After finding the line with "A sample of" in the entries below, retype exactly each line from there through the line with "554], [856, 354]]]", including that final line.

◇ ◇ ◇ ◇ ◇

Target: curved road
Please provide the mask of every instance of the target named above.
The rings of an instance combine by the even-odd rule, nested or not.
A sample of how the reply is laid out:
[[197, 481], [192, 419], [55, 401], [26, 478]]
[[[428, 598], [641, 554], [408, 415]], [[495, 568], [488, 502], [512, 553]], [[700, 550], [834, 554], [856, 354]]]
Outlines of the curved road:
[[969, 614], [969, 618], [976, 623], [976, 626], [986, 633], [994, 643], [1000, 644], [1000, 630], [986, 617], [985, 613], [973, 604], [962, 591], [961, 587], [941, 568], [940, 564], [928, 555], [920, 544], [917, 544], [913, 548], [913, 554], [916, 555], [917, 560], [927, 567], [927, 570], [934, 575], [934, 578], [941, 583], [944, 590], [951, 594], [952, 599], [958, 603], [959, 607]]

◇ ◇ ◇ ◇ ◇

* _Solution to the problem_:
A sample of how the reply is laid out:
[[197, 481], [192, 419], [55, 401], [26, 478]]
[[[428, 598], [641, 554], [408, 415]], [[495, 568], [488, 502], [512, 553]], [[700, 550], [834, 554], [856, 354]]]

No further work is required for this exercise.